#### [EXTRACT PROVIDED]
↓

If you have been reading this blog, you'll know that we have actively invested in dozens of real estate syndications. Our investments are mostly in multifamily apartment complexes but we have exposure to a few other asset classes as well, including self-storage, hotels, office, and parking.
Our portfolio of multifamily apartment buildings has overall performed well--so far as we can tell. It's hard to know, of course, how each private deal is performing exactly. It's hard to know how they are doing in an absolute sense (are they gaining in value?) and even harder in a relative sense (how are they performing compared to other, comparable investments?). This lack of clarity and transparency is one of the great challenges of private syndication investing--and one of the reasons for this site to exist, as a resource for sharing data and information together to get a sense of how our investments are doing and comparing notes on whether it makes sense to invest in this business at all.
One way to know how things are going is to assess the cashflow we receive each month. Some deals have performed exactly as we expected--half or more than half, I'd say, are right on track. We get a steady stream of cash transferred to our bank account on a regular basis, as suggested (note we do not say "promised") in the pro formas we received before we invested. In a couple of cases, the syndicators have outperformed--rare, yes, but wonderful when it happens.
In the case of two syndication deals, the results are especially disappointing. In one case, cashflow got started and then it stopped abruptly. The communications also seemed to stop. The syndicator then promised more communications and delivered to some degree, only to miss their promised communications cadence--stop and start. They have suggested that they may need to sell the asset, refinance it, or issue a capital call. Oof. No word yet but it has been about a year of this and the news has not been good. I imagine a capital call is forthcoming.
This week, a second asset--which has been performing much less well than anticipated in the monthly reports--resulted in our second-ever capital call. This was not foreshadowed or expected at all.
The syndicator sent out an email to say that the capital call will be for about 30%-35% of the initial investment. In other words, if you put in $100,000 in the original investment, you would need to put up $30,000 to $35,000 in new cash. If you do not, you will be diluted in terms of the percentage ownership of the deal overall.
What might that "dilution" mean? What we figure is that the preferred cash flow would still accrue (say, 7% for this particular class of investment). So no certain negative there if you do not participate in the capital call. But the pain would come in upon sale or other liquidity event, perhaps. If the original investment gave the investor, say, 1% of the equity in the deal, then after "missed" capita call, the investor might have 0.75% of the equity in the deal (totally made up numbers). The point is that the final distribution might be much lower than it would have been had the investor kept his/her/their pro rata investment intact by meeting the capital call.

↑

#### [DATASET RECORDS]
↓

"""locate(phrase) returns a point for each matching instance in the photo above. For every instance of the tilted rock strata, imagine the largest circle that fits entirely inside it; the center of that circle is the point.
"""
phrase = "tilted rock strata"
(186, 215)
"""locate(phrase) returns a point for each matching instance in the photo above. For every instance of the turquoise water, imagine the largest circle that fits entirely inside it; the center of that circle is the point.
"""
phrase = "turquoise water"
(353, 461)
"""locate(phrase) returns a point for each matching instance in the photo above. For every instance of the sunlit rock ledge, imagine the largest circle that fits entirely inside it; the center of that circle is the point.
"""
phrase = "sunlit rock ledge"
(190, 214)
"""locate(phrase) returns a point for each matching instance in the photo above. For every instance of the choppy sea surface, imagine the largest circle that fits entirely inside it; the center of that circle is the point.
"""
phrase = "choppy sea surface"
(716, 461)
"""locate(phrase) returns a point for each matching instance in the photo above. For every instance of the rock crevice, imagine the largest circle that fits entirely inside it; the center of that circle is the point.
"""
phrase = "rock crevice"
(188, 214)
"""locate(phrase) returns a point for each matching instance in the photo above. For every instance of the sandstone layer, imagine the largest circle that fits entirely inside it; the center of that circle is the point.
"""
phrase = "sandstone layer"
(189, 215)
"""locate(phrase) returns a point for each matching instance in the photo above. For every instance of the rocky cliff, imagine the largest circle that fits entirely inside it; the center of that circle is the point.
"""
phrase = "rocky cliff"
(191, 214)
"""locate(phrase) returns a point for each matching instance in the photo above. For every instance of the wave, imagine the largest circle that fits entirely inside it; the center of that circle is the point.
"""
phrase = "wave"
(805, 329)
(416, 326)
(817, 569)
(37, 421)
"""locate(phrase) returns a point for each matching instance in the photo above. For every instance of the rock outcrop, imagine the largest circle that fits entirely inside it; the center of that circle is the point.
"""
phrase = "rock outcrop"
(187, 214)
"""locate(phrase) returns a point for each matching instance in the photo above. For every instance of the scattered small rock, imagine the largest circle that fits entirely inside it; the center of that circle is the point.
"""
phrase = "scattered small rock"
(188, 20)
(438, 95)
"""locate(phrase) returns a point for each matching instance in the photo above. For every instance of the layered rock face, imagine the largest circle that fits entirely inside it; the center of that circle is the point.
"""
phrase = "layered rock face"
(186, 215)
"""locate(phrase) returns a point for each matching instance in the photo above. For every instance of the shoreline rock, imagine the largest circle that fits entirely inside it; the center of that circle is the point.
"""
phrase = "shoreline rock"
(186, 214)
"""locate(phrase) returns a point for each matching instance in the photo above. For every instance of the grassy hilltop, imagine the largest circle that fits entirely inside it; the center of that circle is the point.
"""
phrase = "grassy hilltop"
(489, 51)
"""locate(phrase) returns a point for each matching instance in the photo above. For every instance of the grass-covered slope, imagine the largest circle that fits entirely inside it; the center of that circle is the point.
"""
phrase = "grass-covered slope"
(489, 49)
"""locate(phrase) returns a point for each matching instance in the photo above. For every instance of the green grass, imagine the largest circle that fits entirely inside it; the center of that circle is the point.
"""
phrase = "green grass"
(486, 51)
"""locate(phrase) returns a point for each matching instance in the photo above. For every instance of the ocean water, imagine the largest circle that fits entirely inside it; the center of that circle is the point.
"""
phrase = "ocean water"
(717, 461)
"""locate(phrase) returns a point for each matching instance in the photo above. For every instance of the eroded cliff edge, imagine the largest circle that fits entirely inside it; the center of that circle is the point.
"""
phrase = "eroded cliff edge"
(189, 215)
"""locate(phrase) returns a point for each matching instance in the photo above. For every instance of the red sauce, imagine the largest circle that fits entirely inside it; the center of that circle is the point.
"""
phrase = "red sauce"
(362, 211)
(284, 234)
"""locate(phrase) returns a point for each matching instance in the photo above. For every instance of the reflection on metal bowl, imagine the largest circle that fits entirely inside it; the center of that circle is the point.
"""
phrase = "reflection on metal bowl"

↑

#### [TASKS TO PERFORM]
[A] Translate into Spanish this sentence from the blog post above: "This was not foreshadowed or expected at all."
[B] Answer these questions from the blog post above:
(i) Besides multifamily apartment complexes, which asset classes does the author have exposure to?
(ii) What share of the initial investment does the syndicator say the capital call will be?
(iii) What preferred cash flow rate is given as the example for this class of investment?
[C] Reproduce everything in the blog post from "What might that" down to "meeting the capital call.".

#### [TASK ANSWERS]
[A] Esto no se anticipó ni se esperaba en absoluto.

[B]
(i) Self-storage, hotels, office, and parking.
(ii) About 30%-35%.
(iii) 7%.

[C]
What might that "dilution" mean? What we figure is that the preferred cash flow would still accrue (say, 7% for this particular class of investment). So no certain negative there if you do not participate in the capital call. But the pain would come in upon sale or other liquidity event, perhaps. If the original investment gave the investor, say, 1% of the equity in the deal, then after "missed" capita call, the investor might have 0.75% of the equity in the deal (totally made up numbers). The point is that the final distribution might be much lower than it would have been had the investor kept his/her/their pro rata investment intact by meeting the capital call.